[START Page excerpt]

I see it a lot with shooters who hold their breath. They immediately disengage from the rifle because they are sitting there holding their breath prior to the shot. They hold their breath for a number of reasons, but mainly because they feel it makes the shot steady. It’s a huge relief when the rifle fires because they are quickly running out of air.
Your precision rifle is a machine, we are turning on the machine in order to send the bullet downrange to the target. I would submit to you, the shot is not over until the bullet has hit the target, or we have confirmed a miss. Stay engaged with the rifle and sights until we are sure we need a follow-up shot, or we are sure the target has been successfully engaged.
Calling Your Shot
We have gone through the fundamentals of marksmanship, so you can understand what it takes to successfully engage a target using a rifle. All this information is great as a theoretical exercise. But how do we know we are doing it right in our practical application? The best way is with a competent instructor to watch you shoot and correct any errors in your form. The next best way to know you are doing it right is “Calling your Shot.” Because telling you how to do something is not enough. We need to put it in practice and look at the end result, as it appears through the scope.
Calling your shot, again, comes from the competition world. It is very important to sling shooters. However, because we tend to do things slightly different, we have to modify the way it was done in the past. Unsupported sling shooting means the body will react to recoil to higher degree than shooting from a supported position, such as off a bipod. Because we focus on being straight behind the rifle, and managing the recoil, we will have far less movement of the system. This is easy to see by watching a video of a successful tactical shooter. Video makes it clear just how little the rifle will actually move, allowing the shooter to remain on target. This will help shooters fine-tune their training and take target analysis beyond the target to their sight picture.
Fundamentals translate regardless of the position. What changes is the amount of practice we put into the task.
The most common expression when talking about calling your shot is:
“Where were the sights when the shot broke?”

[END Page excerpt]
[START Given information]

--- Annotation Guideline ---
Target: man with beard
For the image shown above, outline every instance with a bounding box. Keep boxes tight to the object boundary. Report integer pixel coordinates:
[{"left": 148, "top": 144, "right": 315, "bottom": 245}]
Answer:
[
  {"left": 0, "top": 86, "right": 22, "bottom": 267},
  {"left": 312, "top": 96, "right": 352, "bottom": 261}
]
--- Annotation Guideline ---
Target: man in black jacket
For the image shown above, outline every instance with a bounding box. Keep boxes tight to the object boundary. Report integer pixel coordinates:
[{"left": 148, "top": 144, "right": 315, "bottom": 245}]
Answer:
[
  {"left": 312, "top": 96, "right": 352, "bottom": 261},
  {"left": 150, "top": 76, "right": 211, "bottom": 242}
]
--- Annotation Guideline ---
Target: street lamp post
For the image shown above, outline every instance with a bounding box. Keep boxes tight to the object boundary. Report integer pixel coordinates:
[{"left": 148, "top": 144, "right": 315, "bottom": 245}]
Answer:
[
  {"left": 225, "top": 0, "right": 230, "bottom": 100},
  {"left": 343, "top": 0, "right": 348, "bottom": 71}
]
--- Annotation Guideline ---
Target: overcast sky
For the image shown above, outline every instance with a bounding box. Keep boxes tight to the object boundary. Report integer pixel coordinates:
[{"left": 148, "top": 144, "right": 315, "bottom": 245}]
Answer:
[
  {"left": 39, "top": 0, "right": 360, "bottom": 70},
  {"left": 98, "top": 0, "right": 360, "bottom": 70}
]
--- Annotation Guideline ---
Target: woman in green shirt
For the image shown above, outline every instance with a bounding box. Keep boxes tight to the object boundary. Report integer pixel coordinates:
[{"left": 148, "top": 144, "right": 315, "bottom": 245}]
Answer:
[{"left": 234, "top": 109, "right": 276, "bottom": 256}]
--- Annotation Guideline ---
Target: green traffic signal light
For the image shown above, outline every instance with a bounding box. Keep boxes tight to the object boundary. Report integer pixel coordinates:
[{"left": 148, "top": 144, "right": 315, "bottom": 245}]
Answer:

[END Given information]

Exercises to complete:
• A. For each statement, answer yes or no on whether it agrees with the rifle-shooting excerpt, and quote the words of the excerpt that decide it. (i) Shooters hold their breath mainly because they feel it steadies the shot. (ii) The shot is over as soon as the rifle fires. (iii) Calling your shot is the best way to know you are doing it right.
• B. List each line of the entries that contains the string "green", with case counting.
The rifle-shooting excerpt has no connection to the collection entries.

Answers to the tasks:
• A.
(i) Yes: "They hold their breath for a number of reasons, but mainly because they feel it makes the shot steady."
(ii) No: "the shot is not over until the bullet has hit the target, or we have confirmed a miss."
(iii) No: "The best way is with a competent instructor to watch you shoot and correct any errors in your form. The next best way to know you are doing it right is “Calling your Shot.”"

• B.
Target: woman in green shirt
Target: green traffic signal light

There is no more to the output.